Слово советского пацана. Бандиты, маньяки, следаки — страница 29 из 32

Навязчивая идея

В 1978 году будущий террорист наблюдался в ленинградской психиатрической больнице с диагнозом шизоаффективный психоз, а в 1981-м задумался об убийстве Леонида Брежнева. Стрельнуть в старика во время демонстрации! Для Шмонова эта идея стала навязчивой. Ведь убил же Брут Юлия Цезаря — и вошел в историю… Но через год Брежнев умер в собственной постели.

«Во всем виноват Горбачев!»

А тут началась перестройка. Страна забурлила. Столичные площади превратились в огромный гайд-парк. Повсюду спорили о политике. Сначала интеллигентно, потом — яростно. В 1989 году Шмонов стал участником «Ленинградского народного фронта», потом вступил в «Свободную демократическую партию России». Стал завсегдатаем демократических митингов, которые становились все более радикальными и громкими. Их уже не устраивали слишком мягкие и медленные реформы Михаила Горбачева, хотелось немедленно превратить Советский Союза в капиталистическую страну, отпустив на волю всех, кто хотел отделиться от Москвы — прибалтов, грузин, молдаван и так далее. Более того, Шмонов считал Горбачева кровавым диктатором, которые не отпускает на волю несчастных прибалтов и грузин… По мнению радикала, такой правитель достоин смертной казни!

Ультиматум и листовки

6 марта 1990 года он отправил всем кандидатам и действующим членам Политбюро ЦК КПСС ультиматумы, в которых требовал всенародных выборов главы государства, введения многопартийности и разрешения на частную собственность. В противном случае он грозил им страшной карой. Ответов Шмонов не получил — да, наверное, они и не читали этих писем.

Потом, на пишмашинке «Любава», он распечатал воззвание: «Дамы и господа! Призываю вас убивать членов и кандидатов в члены Политбюро ЦК КПСС». Он не сомневался, что все печатные машинки у нас находятся на карандаше у сотрудников КГБ, а потому, распечатав листовки, затер литеры напильником и закопал машинку в глухом лесу. Шмонов поехал в Москву, расклеил листовки на Кутузовском проспекте — там, где жили члены ЦК и министры. Никто не обратил внимание ни на него, ни на его призывы. В те времена Москва была городом смутным — и милиция нисколько не удивилась «бумажкам» с грозными призывами — их просто сорвали и выбросили. Никто даже не заявил в КГБ.

Оружие для террориста

Это озадачило Шмонова. Но он, как и обещал, решил перейти от слов к делам. Для этого требовалось оружие! Он уволился с завода, устроился распространителем газет. В то время за эту нехитрую работу неплохо платили, и свободного времени хватало. Шмонов хотел скопить денег на снайперскую винтовку. Но очень скоро понял, что она ему не по карману. В итоге начинающий террорист за 900 рублей купил немецкое двуствольное охотничье ружье. Вполне легально — получив удостоверение охотничьего клуба и справки из наркологического и психического диспансера. Оружие он по всем правилам зарегистрировал в отделении милиции по месту жительства.

### ВАШЕ ЗАДАНИЕ
Выпишите дословно из статьи о Шмонове всё от слов «Слово советского пацана.» и ниже до слов «в собственной постели.» включительно. Приведённые далее записи взяты из другого источника.

Записи с координатной разметкой

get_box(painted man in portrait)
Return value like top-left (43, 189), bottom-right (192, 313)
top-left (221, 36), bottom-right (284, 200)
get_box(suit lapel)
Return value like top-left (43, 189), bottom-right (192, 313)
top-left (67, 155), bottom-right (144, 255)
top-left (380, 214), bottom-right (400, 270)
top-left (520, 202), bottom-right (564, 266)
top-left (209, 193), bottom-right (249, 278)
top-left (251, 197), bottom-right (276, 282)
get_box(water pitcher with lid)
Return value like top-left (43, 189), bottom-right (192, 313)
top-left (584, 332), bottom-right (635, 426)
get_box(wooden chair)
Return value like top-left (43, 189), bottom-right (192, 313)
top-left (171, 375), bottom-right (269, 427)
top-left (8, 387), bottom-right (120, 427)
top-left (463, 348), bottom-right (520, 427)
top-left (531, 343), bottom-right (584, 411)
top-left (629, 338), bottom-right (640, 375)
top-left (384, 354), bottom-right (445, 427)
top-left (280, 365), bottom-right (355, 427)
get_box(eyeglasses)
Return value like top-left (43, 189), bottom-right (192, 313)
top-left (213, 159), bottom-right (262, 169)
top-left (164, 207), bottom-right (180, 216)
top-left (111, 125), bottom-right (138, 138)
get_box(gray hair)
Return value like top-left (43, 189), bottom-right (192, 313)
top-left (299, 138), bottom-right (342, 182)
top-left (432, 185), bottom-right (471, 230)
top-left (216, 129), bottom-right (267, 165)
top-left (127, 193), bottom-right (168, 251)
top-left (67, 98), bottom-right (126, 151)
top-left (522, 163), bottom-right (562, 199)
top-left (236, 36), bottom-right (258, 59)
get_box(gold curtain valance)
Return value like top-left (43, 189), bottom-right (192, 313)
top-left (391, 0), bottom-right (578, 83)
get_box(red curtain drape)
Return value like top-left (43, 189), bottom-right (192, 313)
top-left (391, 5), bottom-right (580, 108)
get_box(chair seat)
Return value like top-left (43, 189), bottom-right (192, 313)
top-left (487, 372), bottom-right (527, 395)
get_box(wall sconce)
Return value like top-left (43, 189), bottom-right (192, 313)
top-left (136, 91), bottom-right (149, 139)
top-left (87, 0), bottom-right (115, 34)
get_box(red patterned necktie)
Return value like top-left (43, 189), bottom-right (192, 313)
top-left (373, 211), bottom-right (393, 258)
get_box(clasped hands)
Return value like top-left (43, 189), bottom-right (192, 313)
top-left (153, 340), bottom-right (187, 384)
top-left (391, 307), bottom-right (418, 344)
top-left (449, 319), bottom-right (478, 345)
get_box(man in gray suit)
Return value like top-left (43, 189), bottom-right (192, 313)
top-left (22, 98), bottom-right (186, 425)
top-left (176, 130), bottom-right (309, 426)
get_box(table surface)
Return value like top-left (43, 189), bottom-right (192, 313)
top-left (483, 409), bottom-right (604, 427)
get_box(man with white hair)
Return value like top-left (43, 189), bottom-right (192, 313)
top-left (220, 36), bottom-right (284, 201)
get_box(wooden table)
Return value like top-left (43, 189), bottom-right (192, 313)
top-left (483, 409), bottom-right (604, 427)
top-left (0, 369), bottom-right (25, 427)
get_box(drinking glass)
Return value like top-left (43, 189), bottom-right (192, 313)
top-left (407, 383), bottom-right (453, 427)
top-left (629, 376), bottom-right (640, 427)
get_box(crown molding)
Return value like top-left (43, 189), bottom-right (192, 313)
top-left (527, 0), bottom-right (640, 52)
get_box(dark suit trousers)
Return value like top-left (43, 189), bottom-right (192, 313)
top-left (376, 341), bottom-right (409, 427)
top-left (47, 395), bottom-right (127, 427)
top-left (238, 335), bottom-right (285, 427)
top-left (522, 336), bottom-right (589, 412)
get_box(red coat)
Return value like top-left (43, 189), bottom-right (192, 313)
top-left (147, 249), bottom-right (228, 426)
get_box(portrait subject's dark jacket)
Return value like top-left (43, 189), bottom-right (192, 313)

### РЕЗУЛЬТАТ
Слово советского пацана. Бандиты, маньяки, следаки — страница 29 из 32

Навязчивая идея

В 1978 году будущий террорист наблюдался в ленинградской психиатрической больнице с диагнозом шизоаффективный психоз, а в 1981-м задумался об убийстве Леонида Брежнева. Стрельнуть в старика во время демонстрации! Для Шмонова эта идея стала навязчивой. Ведь убил же Брут Юлия Цезаря — и вошел в историю… Но через год Брежнев умер в собственной постели.